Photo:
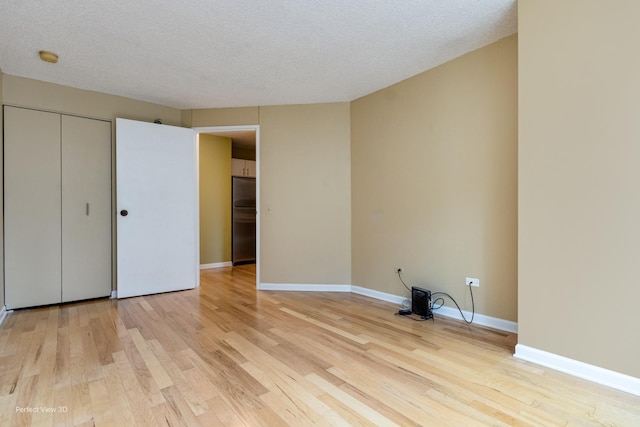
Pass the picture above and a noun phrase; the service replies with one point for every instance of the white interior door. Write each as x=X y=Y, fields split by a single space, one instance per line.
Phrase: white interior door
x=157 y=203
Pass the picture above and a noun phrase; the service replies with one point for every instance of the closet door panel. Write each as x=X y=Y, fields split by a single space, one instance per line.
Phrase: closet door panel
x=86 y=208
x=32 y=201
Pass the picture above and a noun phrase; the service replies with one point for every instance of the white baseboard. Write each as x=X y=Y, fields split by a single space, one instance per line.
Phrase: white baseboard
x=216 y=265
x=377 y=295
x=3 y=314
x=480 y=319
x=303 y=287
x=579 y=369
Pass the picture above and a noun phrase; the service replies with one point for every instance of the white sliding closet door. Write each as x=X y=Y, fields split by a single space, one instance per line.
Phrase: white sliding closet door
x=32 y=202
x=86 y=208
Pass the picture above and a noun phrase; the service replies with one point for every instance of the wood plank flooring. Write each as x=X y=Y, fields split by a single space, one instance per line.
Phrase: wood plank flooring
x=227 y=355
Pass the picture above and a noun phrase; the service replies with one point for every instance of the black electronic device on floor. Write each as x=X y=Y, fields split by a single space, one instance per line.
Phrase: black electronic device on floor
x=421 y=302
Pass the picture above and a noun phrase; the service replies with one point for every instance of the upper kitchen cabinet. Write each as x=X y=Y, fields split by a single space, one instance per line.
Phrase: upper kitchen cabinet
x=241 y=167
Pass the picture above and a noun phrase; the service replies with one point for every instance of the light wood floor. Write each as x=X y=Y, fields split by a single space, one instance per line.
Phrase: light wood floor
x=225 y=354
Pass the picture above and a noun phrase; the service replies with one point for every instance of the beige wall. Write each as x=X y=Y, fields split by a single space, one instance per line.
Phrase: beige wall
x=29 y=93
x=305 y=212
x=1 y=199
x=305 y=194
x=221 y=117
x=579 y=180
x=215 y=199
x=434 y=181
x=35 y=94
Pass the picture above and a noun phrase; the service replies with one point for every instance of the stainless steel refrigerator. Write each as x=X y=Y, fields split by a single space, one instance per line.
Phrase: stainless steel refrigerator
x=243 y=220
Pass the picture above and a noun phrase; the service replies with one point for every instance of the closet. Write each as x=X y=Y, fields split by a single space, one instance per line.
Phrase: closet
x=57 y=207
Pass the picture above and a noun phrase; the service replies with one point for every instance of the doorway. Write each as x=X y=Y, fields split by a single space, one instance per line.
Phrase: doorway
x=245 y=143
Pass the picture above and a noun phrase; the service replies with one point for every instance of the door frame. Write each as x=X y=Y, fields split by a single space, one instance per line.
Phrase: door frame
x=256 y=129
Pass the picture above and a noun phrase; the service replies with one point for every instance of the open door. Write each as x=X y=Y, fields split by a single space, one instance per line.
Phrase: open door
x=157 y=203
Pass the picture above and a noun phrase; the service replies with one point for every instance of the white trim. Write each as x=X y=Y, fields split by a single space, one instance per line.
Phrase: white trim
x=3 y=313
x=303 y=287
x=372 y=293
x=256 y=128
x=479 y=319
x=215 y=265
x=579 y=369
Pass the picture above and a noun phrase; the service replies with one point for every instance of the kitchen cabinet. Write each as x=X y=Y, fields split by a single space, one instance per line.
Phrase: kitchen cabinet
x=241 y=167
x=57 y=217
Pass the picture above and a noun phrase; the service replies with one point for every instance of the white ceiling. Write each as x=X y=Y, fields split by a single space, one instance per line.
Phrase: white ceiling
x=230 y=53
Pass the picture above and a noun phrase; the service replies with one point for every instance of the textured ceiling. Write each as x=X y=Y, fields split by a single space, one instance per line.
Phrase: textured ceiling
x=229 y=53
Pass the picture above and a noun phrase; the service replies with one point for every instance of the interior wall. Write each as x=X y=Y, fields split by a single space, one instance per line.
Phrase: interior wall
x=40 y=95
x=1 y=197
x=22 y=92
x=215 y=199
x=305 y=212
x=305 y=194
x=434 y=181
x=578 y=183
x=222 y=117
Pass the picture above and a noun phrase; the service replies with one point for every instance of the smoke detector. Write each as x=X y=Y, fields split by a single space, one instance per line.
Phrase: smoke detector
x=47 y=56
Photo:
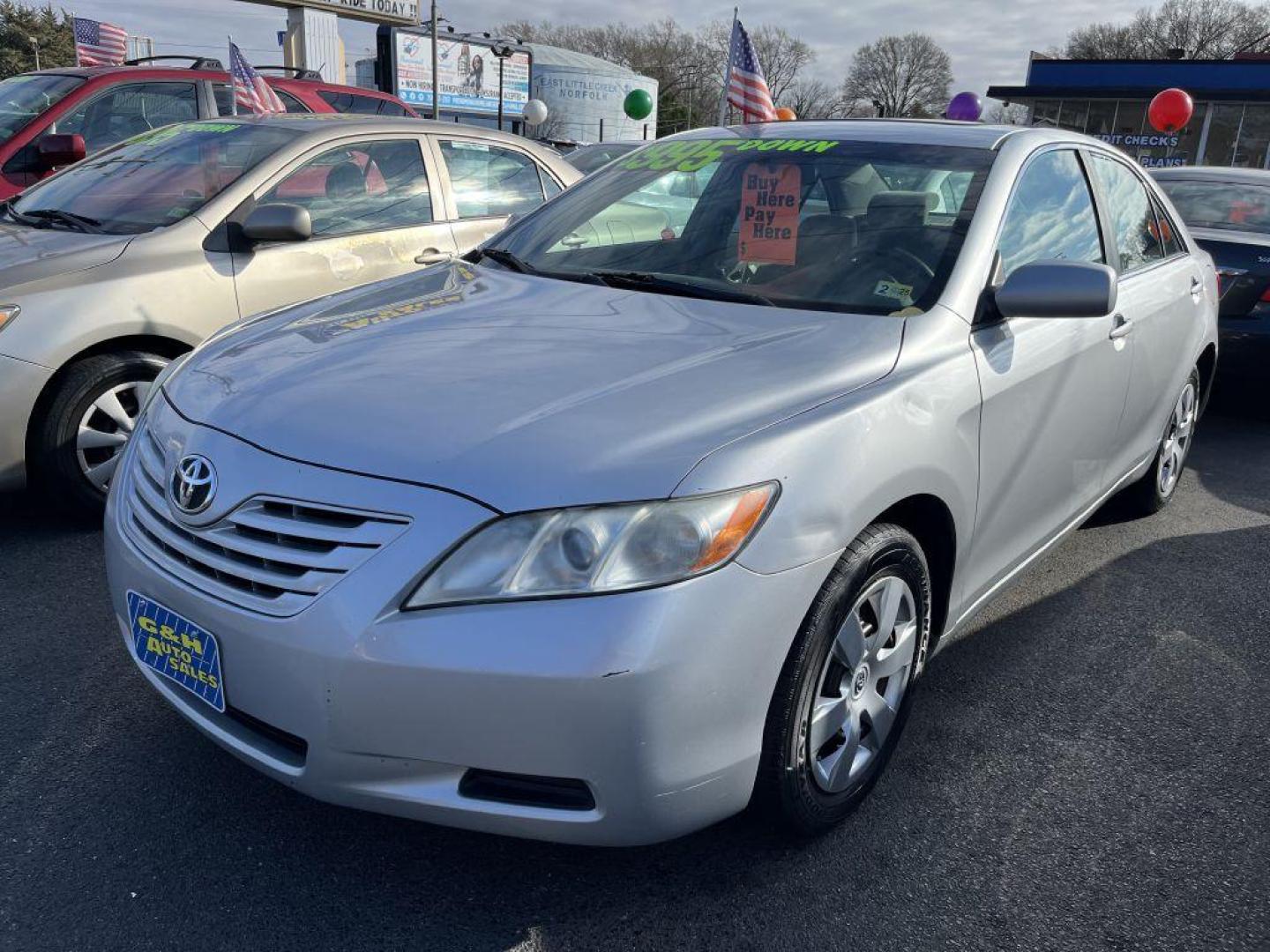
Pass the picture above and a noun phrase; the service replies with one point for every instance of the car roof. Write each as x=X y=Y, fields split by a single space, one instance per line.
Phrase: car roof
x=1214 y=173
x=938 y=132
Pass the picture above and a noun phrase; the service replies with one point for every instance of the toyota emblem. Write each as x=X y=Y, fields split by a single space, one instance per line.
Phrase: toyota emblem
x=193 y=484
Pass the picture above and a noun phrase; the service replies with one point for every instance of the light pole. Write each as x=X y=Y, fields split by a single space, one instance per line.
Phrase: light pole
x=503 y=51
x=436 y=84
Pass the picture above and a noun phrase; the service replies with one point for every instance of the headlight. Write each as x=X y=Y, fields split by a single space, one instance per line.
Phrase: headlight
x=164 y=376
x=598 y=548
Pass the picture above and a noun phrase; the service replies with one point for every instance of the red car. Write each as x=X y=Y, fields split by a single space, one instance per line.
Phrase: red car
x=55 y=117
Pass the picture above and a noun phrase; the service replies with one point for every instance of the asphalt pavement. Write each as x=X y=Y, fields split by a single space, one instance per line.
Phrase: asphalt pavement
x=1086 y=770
==========
Write out again every line from the one holding "of the interior" through the one holding "x=938 y=132", inclusive, with the entries' wording unchanged. Add -57 to each x and y coordinate in the answers, and leave the pictures out.

Pass the picture above and a noun phrase; the service replies with one point for every instance of the interior wall. Write each as x=X y=Y, fields split by a single space, one instance per line.
Phrase: interior wall
x=-17 y=38
x=-56 y=140
x=-35 y=35
x=158 y=142
x=248 y=155
x=248 y=137
x=377 y=124
x=521 y=126
x=165 y=60
Pass the picture above and a noun phrase; the service replies with one point for every instance of the smoke detector. Write each as x=X y=Y, fields split by a single space, one instance per line.
Phrase: smoke detector
x=-10 y=-1
Photo:
Pass the picture above and a noun phrase; the service replies with one point for every instance of the car roof. Write each as x=X y=Y, fields split by a single space, one instance per line.
Phrase: car roof
x=1157 y=116
x=881 y=75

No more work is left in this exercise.